## Source excerpt

When you plunge back into a project after several weeks, you don't have the context to easily understand what each function does.

To counter that, you reread only the parts you need. But this can be quite tedious.

It would be nice to have a quick and powerful way to document your functions and explain what they do at a glance.

That's where type signatures come in. They are a way to document how a function operates and its inputs and outputs.

For example:

// ↓ function name
//                  ↓ input
//                            ↓ output
// formatInitial :: String -> String
const formatInitial = (x) => x.toUpperCase() + ".";

Here we see that formatInitial takes a String and returns a String.

We don't care about the implementation.

Let's look at another example:

// first :: [a] -> a
const first = (xs) => xs[0];

Types can be expressed with variables (usually a, b, etc.) and the brackets means "an array of" whatever is inside.

So we could literally read this signature like this:

first takes an array of a and returns an a, where a can be of any type.

But because the type taken as input is the same as the one returned as output, we use the same variable.

If the output had another type, we would have used b:

// imaginaryFunction :: a -> b

Warning!

That doesn't ensure that a and b are different types. They still can be the same.

Finally, let's see the case of intercalate which is a bit more complex:

// intercalate :: String -> [a] -> String
const intercalate = curry((sep, arr) => arr.join(sep));

OK, here there are 2 arrows, which can be replaced by "returns...".

They indicate functions.

So intercalate takes a String then returns a function which takes an array of a, which returns a String.

Wow, that's hard to keep track of.

We could have written the signature like this:

// intercalate :: String -> ([a] -> String)

Now it's more obvious that it first returns a function, which is in parentheses here. And then that function will take [a] as input and return String.

But we usually don't use them for clarity sake. Basically, if you stumble upon a signature of the form:

// imaginaryFunction :: a -> b -> c -> d -> e

// or

// imaginaryFunction :: a -> (b -> (c -> (d -> e)))

// ...you see how parens nesting affects readability

e, the type on the right side, is the output.

And everything before are inputs given one-by-one, which indicates that the function is curried.

Nowadays, we usually have type systems like TypeScript or Flow, and the IDE is able to give us the type signature of a function when we hover over its name. Thus, it might be unnecessary to write them as comments in your code.

But this remains a nice tool to have in your toolkit because a lot of functional libraries out there use these type signatures in their documentations. And idiomatic functional languages (like Haskell) use them heavily.

So if you give them a shot, you will hopefully not be completely lost.

Pat yourself on the back for having read this far.

You should now have the ability to work with higher-order functions. Higher-order functions are simply functions that take functions as inputs and/or return them.

Indeed, that's exactly what we did.

## Task 1
Set down the stretch of the excerpt on type signatures from "Nowadays, we usually" through "use them heavily.", word for word.

## Data provided

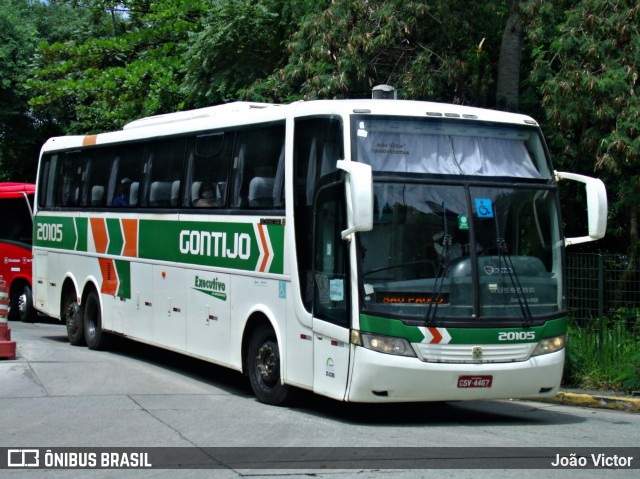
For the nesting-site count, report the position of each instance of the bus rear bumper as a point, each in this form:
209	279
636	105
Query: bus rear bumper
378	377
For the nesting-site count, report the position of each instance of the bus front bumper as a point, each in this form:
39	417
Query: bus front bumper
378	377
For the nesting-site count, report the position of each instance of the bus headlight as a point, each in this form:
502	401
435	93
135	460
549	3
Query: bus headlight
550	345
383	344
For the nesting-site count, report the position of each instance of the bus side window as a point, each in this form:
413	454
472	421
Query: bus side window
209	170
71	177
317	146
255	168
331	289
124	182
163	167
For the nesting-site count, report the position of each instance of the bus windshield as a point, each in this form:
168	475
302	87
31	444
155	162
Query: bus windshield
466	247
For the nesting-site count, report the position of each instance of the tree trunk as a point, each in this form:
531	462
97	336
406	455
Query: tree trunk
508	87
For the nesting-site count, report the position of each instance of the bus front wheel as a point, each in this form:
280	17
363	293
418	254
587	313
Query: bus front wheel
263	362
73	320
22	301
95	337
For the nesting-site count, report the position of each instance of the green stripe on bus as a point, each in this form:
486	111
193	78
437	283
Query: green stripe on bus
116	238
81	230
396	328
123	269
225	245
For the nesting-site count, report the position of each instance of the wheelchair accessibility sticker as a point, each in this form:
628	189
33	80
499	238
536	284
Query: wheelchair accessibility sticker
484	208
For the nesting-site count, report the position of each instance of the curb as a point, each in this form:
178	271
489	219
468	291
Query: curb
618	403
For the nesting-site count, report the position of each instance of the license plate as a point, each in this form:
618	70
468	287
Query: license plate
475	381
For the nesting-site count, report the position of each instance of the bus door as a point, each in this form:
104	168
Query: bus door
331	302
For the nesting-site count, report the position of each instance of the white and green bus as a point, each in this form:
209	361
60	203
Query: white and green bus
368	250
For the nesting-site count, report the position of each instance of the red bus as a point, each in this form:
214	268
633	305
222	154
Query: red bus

## Task 2
Recast the stretch of the records from the line containing "the red bus" through the last line of the records as a JSON list of strings, one string per line and blank lines omitted.

## Written response 1
Nowadays, we usually have type systems like TypeScript or Flow, and the IDE is able to give us the type signature of a function when we hover over its name. Thus, it might be unnecessary to write them as comments in your code.

But this remains a nice tool to have in your toolkit because a lot of functional libraries out there use these type signatures in their documentations. And idiomatic functional languages (like Haskell) use them heavily.

## Written response 2
[
  "For the nesting-site count, report the position of each instance of the red bus as a point, each in this form:",
  "214\t268",
  "633\t305",
  "222\t154",
  "Query: red bus"
]